### Stored data
_ _ _

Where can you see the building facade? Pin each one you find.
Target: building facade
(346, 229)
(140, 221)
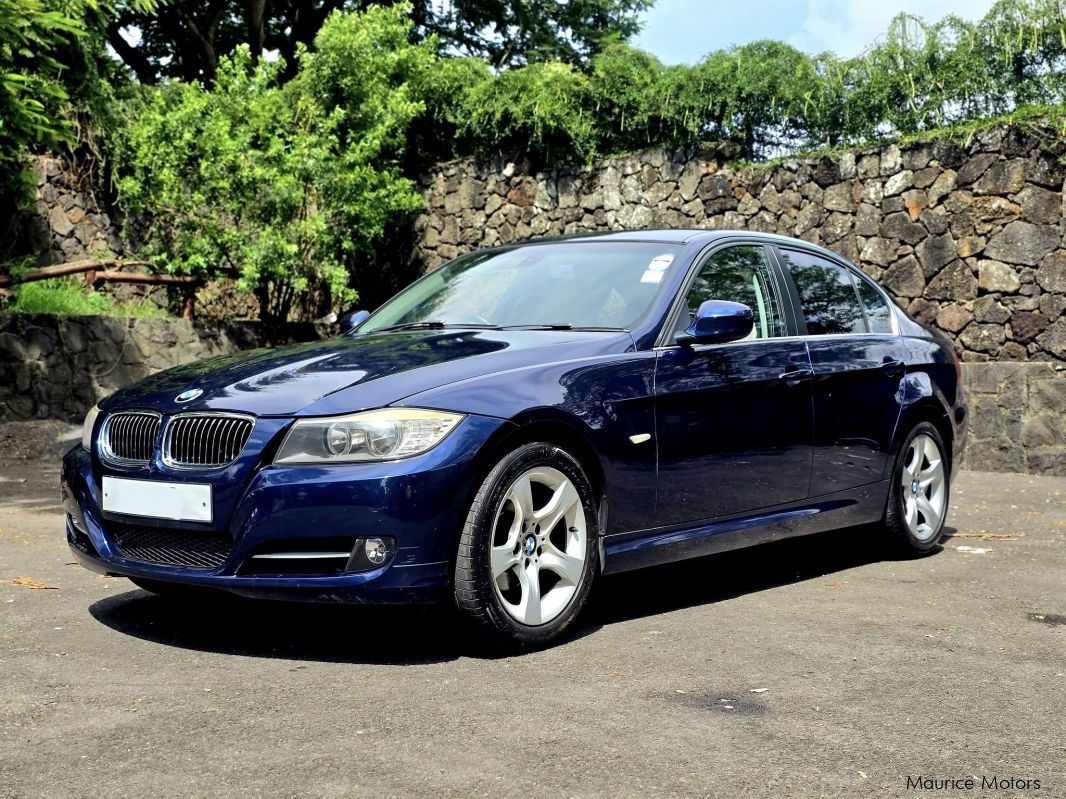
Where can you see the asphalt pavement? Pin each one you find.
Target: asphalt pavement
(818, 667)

_ _ _

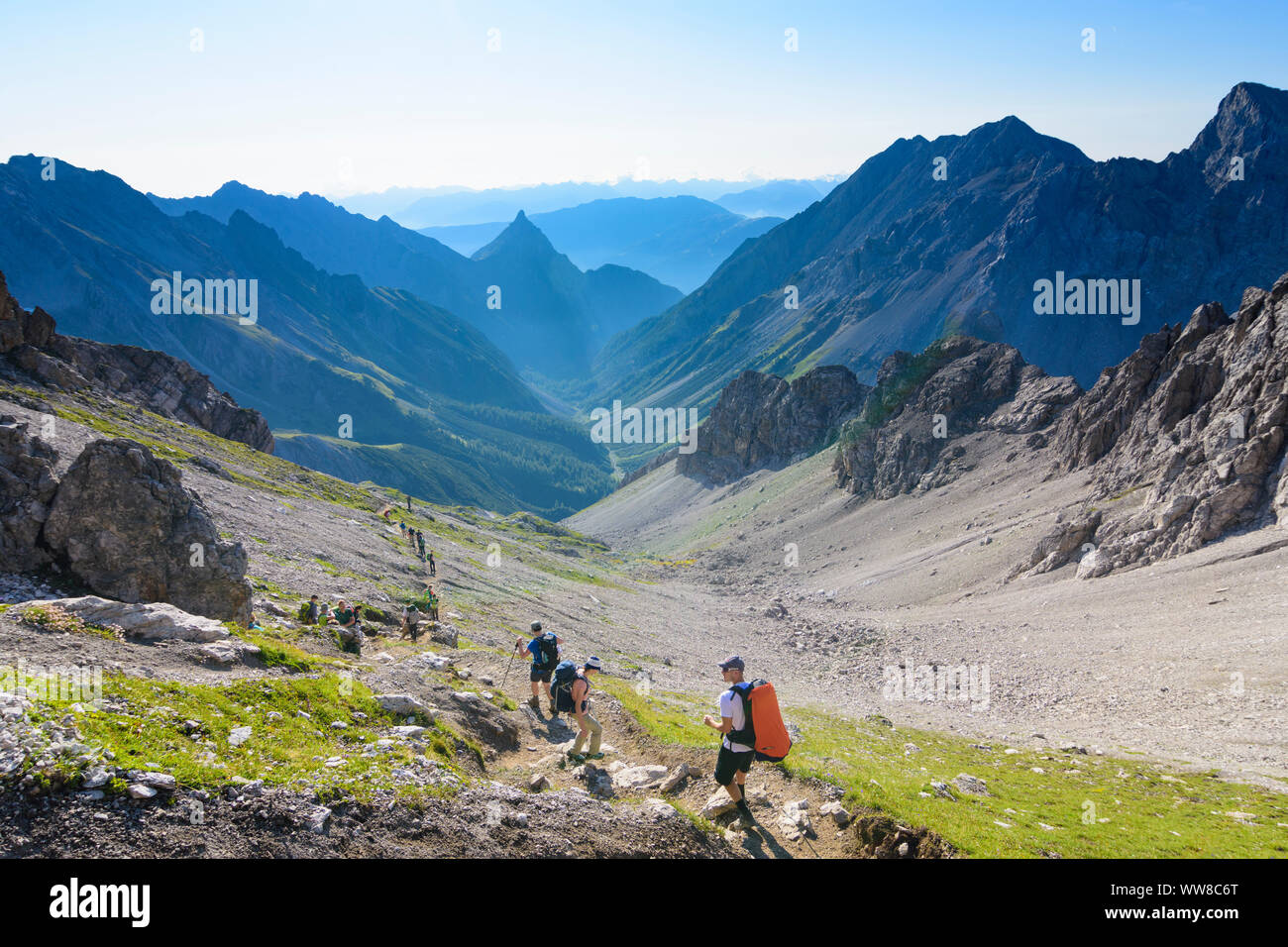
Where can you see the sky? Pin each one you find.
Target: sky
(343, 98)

_ _ _

### Exercise
Note every line above where the string "each" shows up, and copy those lines.

### Answer space
Where can you see the building facade? Pin each one you find.
Where can you see the asphalt pavement? Pin each one you find.
Where can you see the sky? Pin each one you find.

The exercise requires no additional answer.